EXERCISE
Below are the entries to work from; restate word for word the portion that opens with the line containing "Query: embroidered chest panel" and closes with the line containing "woman's fingers, one", keeping both.

SOURCE DATA
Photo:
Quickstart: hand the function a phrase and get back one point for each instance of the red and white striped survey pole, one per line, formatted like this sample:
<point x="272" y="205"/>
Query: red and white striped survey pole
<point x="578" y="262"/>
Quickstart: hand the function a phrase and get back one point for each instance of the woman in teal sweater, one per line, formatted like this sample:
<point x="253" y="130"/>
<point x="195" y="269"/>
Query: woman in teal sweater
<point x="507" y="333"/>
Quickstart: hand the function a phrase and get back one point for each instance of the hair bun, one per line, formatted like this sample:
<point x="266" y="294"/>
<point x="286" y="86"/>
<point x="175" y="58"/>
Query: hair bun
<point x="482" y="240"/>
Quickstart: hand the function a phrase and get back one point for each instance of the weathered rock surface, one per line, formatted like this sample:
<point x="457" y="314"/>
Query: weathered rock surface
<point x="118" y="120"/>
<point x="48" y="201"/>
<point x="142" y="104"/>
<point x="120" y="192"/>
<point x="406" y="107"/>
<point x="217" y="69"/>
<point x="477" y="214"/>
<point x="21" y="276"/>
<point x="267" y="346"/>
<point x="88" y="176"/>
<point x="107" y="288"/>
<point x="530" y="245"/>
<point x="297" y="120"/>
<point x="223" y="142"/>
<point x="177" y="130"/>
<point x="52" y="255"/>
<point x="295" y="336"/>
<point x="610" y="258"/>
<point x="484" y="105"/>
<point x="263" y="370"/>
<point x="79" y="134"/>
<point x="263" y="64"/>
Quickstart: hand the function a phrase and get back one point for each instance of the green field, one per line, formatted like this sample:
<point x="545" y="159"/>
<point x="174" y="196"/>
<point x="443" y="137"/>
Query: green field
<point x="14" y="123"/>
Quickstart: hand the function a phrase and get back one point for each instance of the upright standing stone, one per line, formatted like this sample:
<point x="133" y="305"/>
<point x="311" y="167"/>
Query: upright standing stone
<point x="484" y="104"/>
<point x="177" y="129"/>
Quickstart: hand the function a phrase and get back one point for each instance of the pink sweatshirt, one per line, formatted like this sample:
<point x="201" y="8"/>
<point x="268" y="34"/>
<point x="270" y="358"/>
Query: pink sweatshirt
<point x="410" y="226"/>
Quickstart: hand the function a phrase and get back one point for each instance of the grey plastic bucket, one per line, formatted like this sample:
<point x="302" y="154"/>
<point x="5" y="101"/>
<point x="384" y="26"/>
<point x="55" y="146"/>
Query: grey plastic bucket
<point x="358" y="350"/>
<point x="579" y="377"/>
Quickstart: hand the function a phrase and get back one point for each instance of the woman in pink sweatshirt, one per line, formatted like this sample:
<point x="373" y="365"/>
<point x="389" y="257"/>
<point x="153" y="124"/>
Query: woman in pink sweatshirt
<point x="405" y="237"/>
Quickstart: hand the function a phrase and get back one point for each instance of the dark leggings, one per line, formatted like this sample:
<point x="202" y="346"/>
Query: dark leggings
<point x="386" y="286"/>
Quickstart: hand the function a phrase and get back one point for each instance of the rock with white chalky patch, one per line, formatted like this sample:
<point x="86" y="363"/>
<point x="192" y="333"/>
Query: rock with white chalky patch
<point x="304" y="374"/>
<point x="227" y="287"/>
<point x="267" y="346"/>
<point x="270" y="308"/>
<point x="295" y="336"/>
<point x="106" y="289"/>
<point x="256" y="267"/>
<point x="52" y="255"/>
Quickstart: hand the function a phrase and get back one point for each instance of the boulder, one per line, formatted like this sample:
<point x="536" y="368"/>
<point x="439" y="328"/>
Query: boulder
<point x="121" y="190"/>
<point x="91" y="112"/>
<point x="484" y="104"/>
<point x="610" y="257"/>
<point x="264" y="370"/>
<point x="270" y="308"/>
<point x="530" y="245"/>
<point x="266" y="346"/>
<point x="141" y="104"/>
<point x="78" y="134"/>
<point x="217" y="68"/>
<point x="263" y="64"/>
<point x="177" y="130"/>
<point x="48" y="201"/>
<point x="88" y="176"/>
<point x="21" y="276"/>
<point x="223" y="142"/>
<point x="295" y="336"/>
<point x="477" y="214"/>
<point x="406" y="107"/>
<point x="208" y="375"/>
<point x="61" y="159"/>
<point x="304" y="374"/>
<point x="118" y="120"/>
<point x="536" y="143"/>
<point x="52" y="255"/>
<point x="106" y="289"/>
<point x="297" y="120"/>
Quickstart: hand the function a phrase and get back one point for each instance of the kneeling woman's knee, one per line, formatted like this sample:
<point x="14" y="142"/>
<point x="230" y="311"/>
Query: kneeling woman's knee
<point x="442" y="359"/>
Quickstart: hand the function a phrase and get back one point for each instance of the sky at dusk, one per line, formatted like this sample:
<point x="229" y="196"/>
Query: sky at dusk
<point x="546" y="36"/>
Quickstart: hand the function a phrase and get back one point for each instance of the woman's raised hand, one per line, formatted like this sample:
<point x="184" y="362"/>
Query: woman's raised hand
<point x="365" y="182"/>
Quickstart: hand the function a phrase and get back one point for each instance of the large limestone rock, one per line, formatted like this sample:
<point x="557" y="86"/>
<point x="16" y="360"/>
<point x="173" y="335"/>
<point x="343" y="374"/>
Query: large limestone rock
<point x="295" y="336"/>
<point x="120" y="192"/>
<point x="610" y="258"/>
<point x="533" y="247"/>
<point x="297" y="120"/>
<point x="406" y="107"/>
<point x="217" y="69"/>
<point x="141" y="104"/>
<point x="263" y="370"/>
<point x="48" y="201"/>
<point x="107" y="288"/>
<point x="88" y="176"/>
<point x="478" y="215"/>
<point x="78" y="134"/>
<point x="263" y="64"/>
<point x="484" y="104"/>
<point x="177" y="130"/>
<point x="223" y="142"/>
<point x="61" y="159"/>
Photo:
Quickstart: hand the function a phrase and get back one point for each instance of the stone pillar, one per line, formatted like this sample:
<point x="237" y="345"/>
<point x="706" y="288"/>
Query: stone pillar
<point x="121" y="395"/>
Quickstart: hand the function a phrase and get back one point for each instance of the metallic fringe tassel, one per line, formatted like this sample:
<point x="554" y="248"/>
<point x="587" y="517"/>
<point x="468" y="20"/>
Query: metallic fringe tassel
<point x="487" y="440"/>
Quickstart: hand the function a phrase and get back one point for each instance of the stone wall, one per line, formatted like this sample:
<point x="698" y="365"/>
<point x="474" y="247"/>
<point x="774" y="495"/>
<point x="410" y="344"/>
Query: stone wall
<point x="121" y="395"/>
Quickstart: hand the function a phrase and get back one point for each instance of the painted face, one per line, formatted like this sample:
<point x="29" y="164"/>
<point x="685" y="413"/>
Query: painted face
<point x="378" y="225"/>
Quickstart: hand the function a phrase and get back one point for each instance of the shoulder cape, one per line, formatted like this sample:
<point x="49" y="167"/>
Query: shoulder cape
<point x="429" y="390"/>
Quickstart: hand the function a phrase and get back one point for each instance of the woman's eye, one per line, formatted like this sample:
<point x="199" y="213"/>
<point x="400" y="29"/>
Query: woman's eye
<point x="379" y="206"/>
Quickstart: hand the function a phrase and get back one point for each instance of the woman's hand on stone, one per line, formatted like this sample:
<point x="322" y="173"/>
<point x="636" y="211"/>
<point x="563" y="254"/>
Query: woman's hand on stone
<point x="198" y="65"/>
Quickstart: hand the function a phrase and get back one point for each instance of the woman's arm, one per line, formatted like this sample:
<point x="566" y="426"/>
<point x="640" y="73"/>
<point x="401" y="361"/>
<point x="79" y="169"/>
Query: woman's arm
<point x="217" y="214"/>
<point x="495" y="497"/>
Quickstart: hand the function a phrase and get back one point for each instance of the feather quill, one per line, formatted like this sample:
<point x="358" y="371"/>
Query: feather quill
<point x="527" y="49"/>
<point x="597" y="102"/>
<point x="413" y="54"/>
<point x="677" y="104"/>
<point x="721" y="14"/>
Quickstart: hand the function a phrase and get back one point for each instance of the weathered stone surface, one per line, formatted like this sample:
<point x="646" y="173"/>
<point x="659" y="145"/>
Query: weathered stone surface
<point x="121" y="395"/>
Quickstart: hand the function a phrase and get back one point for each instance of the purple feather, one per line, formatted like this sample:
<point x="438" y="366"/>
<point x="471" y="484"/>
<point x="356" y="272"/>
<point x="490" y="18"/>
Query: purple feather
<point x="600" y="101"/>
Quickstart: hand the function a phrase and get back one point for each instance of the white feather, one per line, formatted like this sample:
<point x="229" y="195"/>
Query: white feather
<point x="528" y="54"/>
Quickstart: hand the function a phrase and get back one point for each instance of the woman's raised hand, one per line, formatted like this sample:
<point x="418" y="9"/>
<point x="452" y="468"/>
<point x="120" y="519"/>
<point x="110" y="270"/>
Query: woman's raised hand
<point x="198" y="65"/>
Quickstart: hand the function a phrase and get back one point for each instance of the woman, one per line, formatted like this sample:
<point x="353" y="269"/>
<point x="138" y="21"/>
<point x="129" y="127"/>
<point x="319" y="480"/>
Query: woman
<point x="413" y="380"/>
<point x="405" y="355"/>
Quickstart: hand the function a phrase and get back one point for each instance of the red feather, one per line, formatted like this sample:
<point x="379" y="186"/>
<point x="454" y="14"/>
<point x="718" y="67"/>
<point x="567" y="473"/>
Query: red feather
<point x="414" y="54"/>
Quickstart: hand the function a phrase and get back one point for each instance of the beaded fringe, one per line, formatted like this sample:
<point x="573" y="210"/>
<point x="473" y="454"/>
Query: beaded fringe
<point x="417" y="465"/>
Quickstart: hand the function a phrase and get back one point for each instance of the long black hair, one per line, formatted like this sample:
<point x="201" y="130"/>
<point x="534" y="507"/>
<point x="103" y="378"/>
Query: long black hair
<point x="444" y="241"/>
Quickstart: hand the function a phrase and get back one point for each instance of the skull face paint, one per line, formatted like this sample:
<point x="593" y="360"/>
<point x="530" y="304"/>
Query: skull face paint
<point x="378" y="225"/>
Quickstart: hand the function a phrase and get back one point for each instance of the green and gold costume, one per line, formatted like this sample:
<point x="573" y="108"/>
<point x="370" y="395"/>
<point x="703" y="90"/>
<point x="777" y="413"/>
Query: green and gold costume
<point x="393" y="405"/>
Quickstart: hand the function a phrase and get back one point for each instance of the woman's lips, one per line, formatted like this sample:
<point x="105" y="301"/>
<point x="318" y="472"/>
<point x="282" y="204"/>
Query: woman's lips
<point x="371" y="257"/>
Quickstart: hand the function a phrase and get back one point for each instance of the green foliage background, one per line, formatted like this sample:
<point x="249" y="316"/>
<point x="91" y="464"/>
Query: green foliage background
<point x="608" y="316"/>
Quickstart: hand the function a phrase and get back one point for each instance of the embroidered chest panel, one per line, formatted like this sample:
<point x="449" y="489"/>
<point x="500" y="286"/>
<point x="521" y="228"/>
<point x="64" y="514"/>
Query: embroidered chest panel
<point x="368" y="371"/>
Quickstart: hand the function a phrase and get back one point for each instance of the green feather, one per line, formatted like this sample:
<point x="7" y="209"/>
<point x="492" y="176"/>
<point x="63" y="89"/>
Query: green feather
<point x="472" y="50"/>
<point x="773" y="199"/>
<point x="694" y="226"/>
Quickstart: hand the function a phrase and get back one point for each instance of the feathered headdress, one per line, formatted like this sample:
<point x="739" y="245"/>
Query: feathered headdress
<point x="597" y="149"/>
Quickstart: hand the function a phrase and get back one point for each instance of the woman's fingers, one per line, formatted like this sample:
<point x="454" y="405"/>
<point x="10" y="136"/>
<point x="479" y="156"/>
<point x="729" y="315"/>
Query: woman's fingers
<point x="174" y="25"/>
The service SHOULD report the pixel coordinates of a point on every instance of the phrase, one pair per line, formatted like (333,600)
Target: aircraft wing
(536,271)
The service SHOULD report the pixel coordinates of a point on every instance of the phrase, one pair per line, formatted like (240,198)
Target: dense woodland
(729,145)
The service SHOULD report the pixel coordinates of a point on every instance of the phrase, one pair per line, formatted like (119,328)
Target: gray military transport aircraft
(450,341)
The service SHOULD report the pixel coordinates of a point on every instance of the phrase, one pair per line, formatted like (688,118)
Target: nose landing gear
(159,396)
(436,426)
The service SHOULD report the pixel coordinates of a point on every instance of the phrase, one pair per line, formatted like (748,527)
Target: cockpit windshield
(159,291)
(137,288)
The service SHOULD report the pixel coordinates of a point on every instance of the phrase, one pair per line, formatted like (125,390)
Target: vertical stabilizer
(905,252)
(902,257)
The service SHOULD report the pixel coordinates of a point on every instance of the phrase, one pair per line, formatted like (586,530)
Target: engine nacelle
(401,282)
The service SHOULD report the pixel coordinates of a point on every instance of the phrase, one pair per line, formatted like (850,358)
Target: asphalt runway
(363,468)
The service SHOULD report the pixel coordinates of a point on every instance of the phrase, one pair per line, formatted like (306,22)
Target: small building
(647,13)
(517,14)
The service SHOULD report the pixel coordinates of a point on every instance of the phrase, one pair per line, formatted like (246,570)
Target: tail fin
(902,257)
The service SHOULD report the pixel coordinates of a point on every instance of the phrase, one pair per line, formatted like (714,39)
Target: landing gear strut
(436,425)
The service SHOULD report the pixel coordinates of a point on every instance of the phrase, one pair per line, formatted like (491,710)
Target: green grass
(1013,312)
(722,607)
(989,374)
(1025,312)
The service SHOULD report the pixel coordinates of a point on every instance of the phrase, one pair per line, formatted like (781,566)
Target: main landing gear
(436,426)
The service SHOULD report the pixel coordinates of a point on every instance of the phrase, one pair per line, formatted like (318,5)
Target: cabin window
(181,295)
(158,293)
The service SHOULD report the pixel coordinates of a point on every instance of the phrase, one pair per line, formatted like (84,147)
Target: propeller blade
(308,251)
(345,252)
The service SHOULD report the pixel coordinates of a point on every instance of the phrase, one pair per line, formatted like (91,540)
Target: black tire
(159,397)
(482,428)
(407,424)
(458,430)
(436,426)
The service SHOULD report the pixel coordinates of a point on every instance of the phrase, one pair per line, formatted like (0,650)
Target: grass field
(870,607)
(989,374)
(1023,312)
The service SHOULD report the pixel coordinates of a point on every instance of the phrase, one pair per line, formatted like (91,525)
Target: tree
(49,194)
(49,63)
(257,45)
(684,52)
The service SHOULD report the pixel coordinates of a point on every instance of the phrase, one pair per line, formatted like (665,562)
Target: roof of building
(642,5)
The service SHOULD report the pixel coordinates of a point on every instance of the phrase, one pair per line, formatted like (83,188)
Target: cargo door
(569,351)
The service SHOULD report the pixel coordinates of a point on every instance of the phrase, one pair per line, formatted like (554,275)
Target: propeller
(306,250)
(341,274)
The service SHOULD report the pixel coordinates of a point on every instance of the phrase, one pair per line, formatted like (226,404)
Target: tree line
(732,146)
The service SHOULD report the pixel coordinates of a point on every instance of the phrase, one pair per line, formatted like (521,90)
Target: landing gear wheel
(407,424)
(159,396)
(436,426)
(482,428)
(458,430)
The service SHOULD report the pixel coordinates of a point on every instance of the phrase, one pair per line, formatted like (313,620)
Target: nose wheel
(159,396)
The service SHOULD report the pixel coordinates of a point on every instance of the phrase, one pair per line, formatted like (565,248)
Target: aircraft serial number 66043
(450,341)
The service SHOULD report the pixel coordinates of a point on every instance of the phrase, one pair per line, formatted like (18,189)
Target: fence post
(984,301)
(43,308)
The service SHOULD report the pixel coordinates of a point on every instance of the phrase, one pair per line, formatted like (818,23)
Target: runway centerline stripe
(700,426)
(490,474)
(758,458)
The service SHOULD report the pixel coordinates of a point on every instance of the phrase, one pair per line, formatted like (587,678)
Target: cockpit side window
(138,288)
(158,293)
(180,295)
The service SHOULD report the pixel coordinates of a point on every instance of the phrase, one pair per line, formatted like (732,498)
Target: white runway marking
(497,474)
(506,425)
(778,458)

FINISHED EXERCISE
Query: embroidered chest panel
<point x="368" y="371"/>
Quickstart: hand the function a phrase and get back one point for each instance of the green feather, one per line, formatted like this sample:
<point x="7" y="209"/>
<point x="492" y="176"/>
<point x="63" y="89"/>
Query: green feather
<point x="472" y="50"/>
<point x="773" y="199"/>
<point x="694" y="226"/>
Quickstart: hand the function a phrase and get back one point for each instance of the feathered headdress, one per line, formatted like this sample:
<point x="739" y="245"/>
Query: feathered headdress
<point x="597" y="149"/>
Quickstart: hand the function a phrase and get back one point for each instance of the woman's fingers, one per line, formatted like this sample:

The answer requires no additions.